<<<<

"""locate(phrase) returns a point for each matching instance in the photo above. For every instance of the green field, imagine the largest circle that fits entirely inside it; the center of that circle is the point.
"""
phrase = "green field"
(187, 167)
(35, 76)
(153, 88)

>>>>

#### [WHAT YOU ARE ASKED TO DO]
Please copy every one of the rows above word for word.

#### [RESPONSE TO THIS TASK]
"""locate(phrase) returns a point for each matching instance in the photo above. For every instance of the green field, imagine the largest circle that fits entirely inside it; the center of that circle is the point.
"""
phrase = "green field"
(187, 167)
(35, 76)
(153, 88)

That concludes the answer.